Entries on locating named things
^^^^^^^^
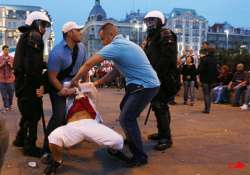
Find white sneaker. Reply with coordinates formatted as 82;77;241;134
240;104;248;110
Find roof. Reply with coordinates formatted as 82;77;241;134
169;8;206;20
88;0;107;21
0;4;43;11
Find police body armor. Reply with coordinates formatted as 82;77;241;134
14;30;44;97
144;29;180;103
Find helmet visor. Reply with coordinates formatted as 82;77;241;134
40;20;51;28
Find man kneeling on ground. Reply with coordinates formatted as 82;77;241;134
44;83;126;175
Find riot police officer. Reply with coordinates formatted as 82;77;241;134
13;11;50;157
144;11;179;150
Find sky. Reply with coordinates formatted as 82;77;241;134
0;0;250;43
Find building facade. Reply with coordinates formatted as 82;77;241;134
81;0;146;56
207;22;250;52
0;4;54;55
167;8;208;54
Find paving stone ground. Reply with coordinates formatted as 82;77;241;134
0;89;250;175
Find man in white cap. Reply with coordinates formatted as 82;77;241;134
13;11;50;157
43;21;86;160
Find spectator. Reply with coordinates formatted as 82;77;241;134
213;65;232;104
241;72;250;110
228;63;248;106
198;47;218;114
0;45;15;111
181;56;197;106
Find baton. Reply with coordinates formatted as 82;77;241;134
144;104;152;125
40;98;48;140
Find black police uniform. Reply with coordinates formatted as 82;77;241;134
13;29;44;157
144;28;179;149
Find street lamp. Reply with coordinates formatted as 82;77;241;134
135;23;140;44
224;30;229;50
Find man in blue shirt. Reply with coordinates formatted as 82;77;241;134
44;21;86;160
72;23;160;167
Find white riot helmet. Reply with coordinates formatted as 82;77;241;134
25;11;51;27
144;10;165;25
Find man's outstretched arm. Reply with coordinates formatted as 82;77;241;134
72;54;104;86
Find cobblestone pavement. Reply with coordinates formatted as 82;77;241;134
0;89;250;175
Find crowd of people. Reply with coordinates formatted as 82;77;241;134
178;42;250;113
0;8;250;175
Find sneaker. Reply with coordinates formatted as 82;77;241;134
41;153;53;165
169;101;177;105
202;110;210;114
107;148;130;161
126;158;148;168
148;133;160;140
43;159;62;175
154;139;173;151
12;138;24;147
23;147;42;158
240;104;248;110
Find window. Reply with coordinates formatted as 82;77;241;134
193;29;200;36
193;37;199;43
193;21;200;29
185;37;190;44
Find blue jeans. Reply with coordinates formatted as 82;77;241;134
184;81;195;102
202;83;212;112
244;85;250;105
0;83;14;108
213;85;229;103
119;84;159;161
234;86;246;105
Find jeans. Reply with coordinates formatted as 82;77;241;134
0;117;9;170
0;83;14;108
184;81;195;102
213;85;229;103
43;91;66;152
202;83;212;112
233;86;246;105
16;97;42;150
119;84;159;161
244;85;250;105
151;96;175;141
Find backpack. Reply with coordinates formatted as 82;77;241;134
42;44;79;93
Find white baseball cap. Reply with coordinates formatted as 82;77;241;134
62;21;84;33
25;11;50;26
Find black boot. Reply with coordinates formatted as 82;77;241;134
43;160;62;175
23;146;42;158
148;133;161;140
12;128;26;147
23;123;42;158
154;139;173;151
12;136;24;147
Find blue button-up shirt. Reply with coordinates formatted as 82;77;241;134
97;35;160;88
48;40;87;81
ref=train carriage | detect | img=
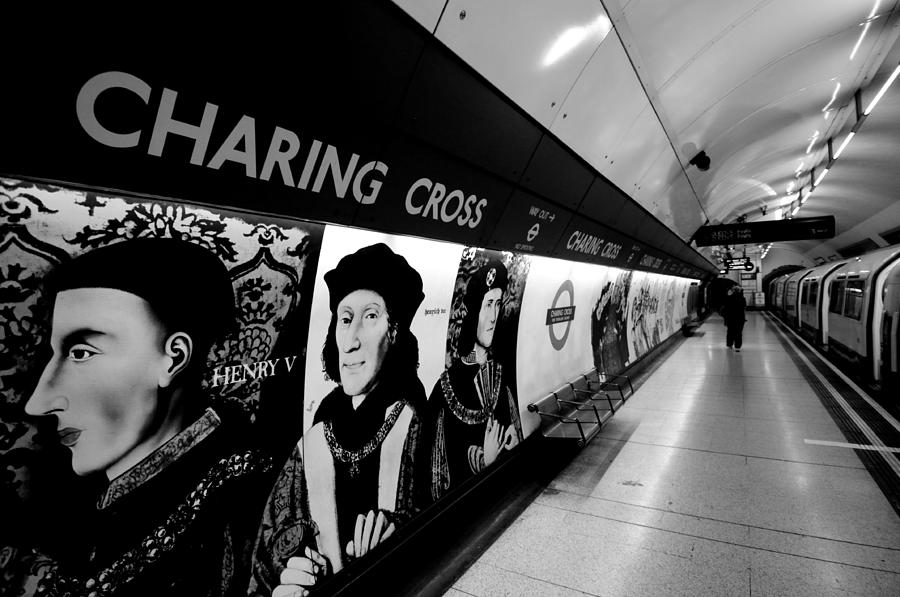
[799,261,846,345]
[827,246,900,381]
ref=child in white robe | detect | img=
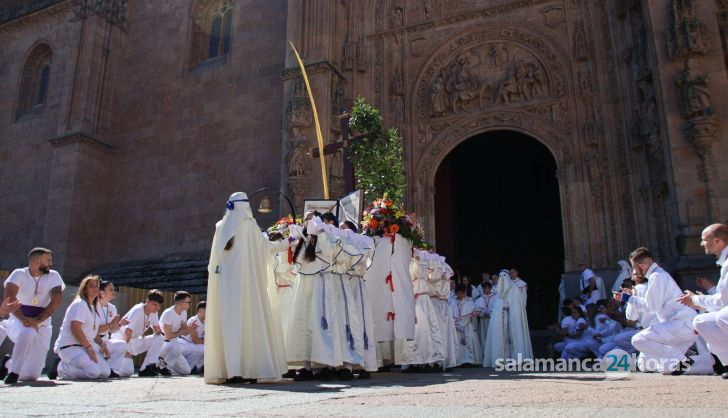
^^^^^^^^
Can you quote exactly, and only, the lines from the one containing "Find jeans. Reply" through the last line of the records above, keeping both ends and leaving out any pictures?

**SOLUTION FOR THIS EXERCISE**.
Find jeans. Reply with coordinates formatted as 82;77;241;134
0;117;9;170
0;83;14;108
184;81;195;102
213;85;229;103
43;91;66;152
202;83;212;112
233;86;246;105
16;97;42;150
119;84;159;161
244;85;250;105
151;96;175;141
Find backpack. Reply with coordinates formatted as 82;77;241;134
42;44;79;93
Find white baseball cap. Reply with coordinates formatted as 82;77;241;134
62;21;84;33
25;11;50;26
Find black boot. Reply with coordinates formatted as 82;77;241;134
43;160;62;175
23;146;42;158
148;133;161;140
12;128;26;147
23;123;42;158
154;139;173;151
12;136;24;147
Find blue button-up shirt. Reply with coordinates formatted as 82;77;241;134
97;35;160;88
48;40;87;81
ref=train carriage | detect | img=
[799,261,846,345]
[827,246,900,381]
ref=child in white robe | detect | img=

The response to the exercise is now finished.